Start of INFORMATION PROVIDED

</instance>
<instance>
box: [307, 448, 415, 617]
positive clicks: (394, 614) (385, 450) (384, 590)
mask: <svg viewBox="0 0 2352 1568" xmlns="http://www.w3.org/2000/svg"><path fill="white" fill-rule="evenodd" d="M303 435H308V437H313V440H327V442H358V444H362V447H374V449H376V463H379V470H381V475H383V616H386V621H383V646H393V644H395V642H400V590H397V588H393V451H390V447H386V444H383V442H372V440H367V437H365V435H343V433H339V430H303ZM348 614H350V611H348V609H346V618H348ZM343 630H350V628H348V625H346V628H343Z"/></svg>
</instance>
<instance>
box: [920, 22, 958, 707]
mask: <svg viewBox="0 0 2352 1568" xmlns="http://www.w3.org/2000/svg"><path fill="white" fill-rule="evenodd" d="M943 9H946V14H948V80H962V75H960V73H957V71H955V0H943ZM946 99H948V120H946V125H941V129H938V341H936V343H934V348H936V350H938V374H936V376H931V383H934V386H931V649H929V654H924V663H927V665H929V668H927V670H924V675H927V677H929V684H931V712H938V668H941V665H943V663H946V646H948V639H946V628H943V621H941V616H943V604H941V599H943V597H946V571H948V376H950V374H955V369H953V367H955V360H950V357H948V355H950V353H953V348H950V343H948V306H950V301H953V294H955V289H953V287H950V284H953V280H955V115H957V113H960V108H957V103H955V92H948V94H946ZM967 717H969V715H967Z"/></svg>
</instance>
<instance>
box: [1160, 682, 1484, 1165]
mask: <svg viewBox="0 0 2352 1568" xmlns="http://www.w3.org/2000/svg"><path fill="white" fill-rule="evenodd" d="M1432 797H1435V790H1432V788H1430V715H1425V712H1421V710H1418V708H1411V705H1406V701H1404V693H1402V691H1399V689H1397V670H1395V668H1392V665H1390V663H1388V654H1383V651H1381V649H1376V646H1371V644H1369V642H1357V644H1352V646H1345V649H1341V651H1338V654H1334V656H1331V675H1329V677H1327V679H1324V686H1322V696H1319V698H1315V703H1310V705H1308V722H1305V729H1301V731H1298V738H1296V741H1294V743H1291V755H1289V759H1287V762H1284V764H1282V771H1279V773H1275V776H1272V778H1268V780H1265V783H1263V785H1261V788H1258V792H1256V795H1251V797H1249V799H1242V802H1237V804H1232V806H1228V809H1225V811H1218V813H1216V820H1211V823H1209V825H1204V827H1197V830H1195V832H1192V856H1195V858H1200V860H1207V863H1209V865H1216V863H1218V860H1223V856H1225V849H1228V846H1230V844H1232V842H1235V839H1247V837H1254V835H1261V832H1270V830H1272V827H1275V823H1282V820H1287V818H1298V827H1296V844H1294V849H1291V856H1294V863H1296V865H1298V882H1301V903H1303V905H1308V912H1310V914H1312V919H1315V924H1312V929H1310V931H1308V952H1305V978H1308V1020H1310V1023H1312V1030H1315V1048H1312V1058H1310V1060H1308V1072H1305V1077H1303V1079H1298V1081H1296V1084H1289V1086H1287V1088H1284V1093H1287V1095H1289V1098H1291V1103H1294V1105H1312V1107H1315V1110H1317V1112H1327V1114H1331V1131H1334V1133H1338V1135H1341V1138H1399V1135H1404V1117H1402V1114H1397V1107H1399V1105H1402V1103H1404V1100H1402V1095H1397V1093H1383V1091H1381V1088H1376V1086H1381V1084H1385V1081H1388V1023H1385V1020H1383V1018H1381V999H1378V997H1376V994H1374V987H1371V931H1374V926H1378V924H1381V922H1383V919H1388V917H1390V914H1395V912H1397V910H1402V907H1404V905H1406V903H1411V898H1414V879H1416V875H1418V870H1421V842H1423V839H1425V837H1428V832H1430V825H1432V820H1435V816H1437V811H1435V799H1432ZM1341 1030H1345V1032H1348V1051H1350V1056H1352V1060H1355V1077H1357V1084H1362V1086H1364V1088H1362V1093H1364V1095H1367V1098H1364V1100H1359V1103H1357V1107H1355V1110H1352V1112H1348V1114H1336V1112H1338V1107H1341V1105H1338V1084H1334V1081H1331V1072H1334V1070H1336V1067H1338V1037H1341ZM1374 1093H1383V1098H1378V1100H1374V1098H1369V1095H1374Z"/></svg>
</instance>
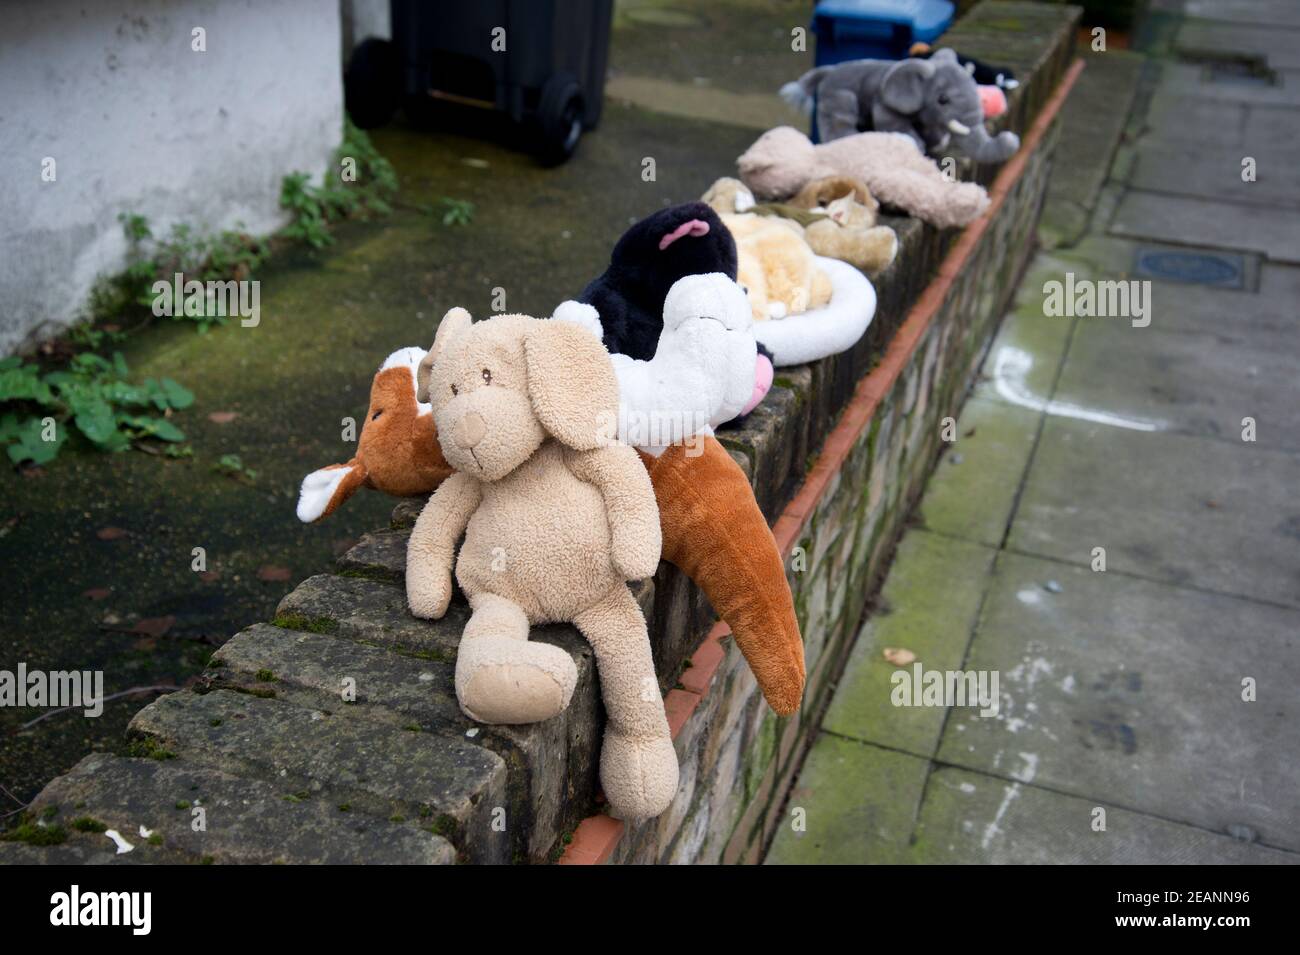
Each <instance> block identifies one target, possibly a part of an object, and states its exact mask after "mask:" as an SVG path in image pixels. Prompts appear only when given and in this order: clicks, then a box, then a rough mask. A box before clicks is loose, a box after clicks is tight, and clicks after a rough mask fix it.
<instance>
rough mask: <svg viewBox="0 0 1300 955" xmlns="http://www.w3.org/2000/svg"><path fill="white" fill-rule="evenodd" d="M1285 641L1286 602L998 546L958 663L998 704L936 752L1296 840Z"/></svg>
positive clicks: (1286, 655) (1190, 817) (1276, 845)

End of INFORMATION PROVIDED

Reproduce all of the material above word for word, omitting the pictures.

EXPECTED OUTPUT –
</instance>
<instance>
box: [307, 448, 415, 617]
positive clicks: (394, 614) (385, 450) (384, 590)
mask: <svg viewBox="0 0 2352 1568" xmlns="http://www.w3.org/2000/svg"><path fill="white" fill-rule="evenodd" d="M303 435H308V437H313V440H327V442H358V444H362V447H374V449H376V463H379V470H381V475H383V616H386V621H383V646H393V644H395V642H400V590H397V588H393V451H390V447H386V444H383V442H372V440H367V437H365V435H343V433H339V430H303ZM348 614H350V611H348V609H346V618H348ZM343 630H350V628H348V625H346V628H343Z"/></svg>
</instance>
<instance>
box: [920, 22, 958, 707]
mask: <svg viewBox="0 0 2352 1568" xmlns="http://www.w3.org/2000/svg"><path fill="white" fill-rule="evenodd" d="M943 9H946V14H948V80H962V75H960V73H957V71H955V0H943ZM946 99H948V120H946V125H941V129H938V341H936V343H934V348H936V350H938V374H936V376H931V383H934V386H931V649H929V654H924V663H927V665H929V668H927V670H924V675H927V677H929V684H931V712H938V668H941V665H943V663H946V646H948V639H946V628H943V621H941V616H943V604H941V599H943V597H946V571H948V376H950V374H955V369H953V367H955V360H950V357H948V355H950V353H953V348H950V343H948V306H950V301H953V294H955V289H953V287H950V284H953V280H955V115H957V113H960V108H957V103H955V92H948V94H946ZM967 717H969V715H967Z"/></svg>
</instance>
<instance>
box: [1160, 682, 1484, 1165]
mask: <svg viewBox="0 0 2352 1568" xmlns="http://www.w3.org/2000/svg"><path fill="white" fill-rule="evenodd" d="M1432 797H1435V790H1432V788H1430V715H1425V712H1421V710H1418V708H1411V705H1406V701H1404V693H1402V691H1399V689H1397V670H1395V668H1392V665H1390V663H1388V654H1383V651H1381V649H1376V646H1371V644H1369V642H1357V644H1352V646H1345V649H1341V651H1338V654H1334V656H1331V675H1329V677H1327V679H1324V686H1322V696H1319V698H1315V703H1310V705H1308V722H1305V729H1301V731H1298V738H1296V741H1294V743H1291V755H1289V759H1287V762H1284V764H1282V771H1279V773H1275V776H1272V778H1268V780H1265V783H1263V785H1261V788H1258V792H1256V795H1251V797H1249V799H1242V802H1237V804H1232V806H1228V809H1225V811H1218V813H1216V820H1211V823H1209V825H1204V827H1197V830H1195V832H1192V856H1195V858H1200V860H1207V863H1209V865H1216V863H1218V860H1223V856H1225V849H1228V846H1230V844H1232V842H1235V839H1247V837H1254V835H1261V832H1270V830H1272V827H1275V823H1282V820H1287V818H1298V827H1296V844H1294V849H1291V856H1294V863H1296V865H1298V882H1301V903H1303V905H1308V912H1310V914H1312V919H1315V924H1312V929H1310V931H1308V952H1305V978H1308V1020H1310V1023H1312V1030H1315V1048H1312V1058H1310V1060H1308V1072H1305V1077H1303V1079H1298V1081H1296V1084H1289V1086H1287V1088H1284V1093H1287V1095H1289V1098H1291V1103H1294V1105H1312V1107H1315V1110H1317V1112H1327V1114H1331V1131H1334V1133H1338V1135H1341V1138H1399V1135H1404V1117H1402V1114H1397V1107H1399V1105H1402V1103H1404V1100H1402V1095H1397V1093H1383V1091H1381V1088H1376V1086H1381V1084H1385V1081H1388V1023H1385V1020H1383V1018H1381V999H1378V997H1376V994H1374V987H1371V931H1374V926H1378V924H1381V922H1383V919H1388V917H1390V914H1395V912H1397V910H1402V907H1404V905H1406V903H1411V898H1414V879H1416V875H1418V870H1421V842H1423V839H1425V837H1428V832H1430V825H1432V820H1435V816H1437V811H1435V799H1432ZM1341 1030H1345V1032H1348V1051H1350V1056H1352V1060H1355V1077H1357V1084H1362V1086H1364V1088H1362V1093H1364V1095H1367V1098H1364V1100H1359V1103H1357V1107H1355V1110H1352V1112H1348V1114H1336V1112H1338V1107H1341V1105H1338V1084H1334V1081H1331V1072H1334V1070H1336V1067H1338V1037H1341ZM1374 1093H1383V1098H1378V1100H1374V1098H1369V1095H1374Z"/></svg>
</instance>
Each <instance> block identifies one target, possibly a part of an object, and states its exact mask after "mask:" as an SVG path in image pixels. Prompts appear only when given and in this order: clicks, then a box, then a rough mask. A box before clicks is loose, a box after clicks is tight, and clicks after a rough mask fix it.
<instance>
rough mask: <svg viewBox="0 0 1300 955" xmlns="http://www.w3.org/2000/svg"><path fill="white" fill-rule="evenodd" d="M1285 641L1286 602L998 546L958 663L998 704L936 752L1296 840Z"/></svg>
positive clicks: (1286, 655) (1190, 817) (1276, 845)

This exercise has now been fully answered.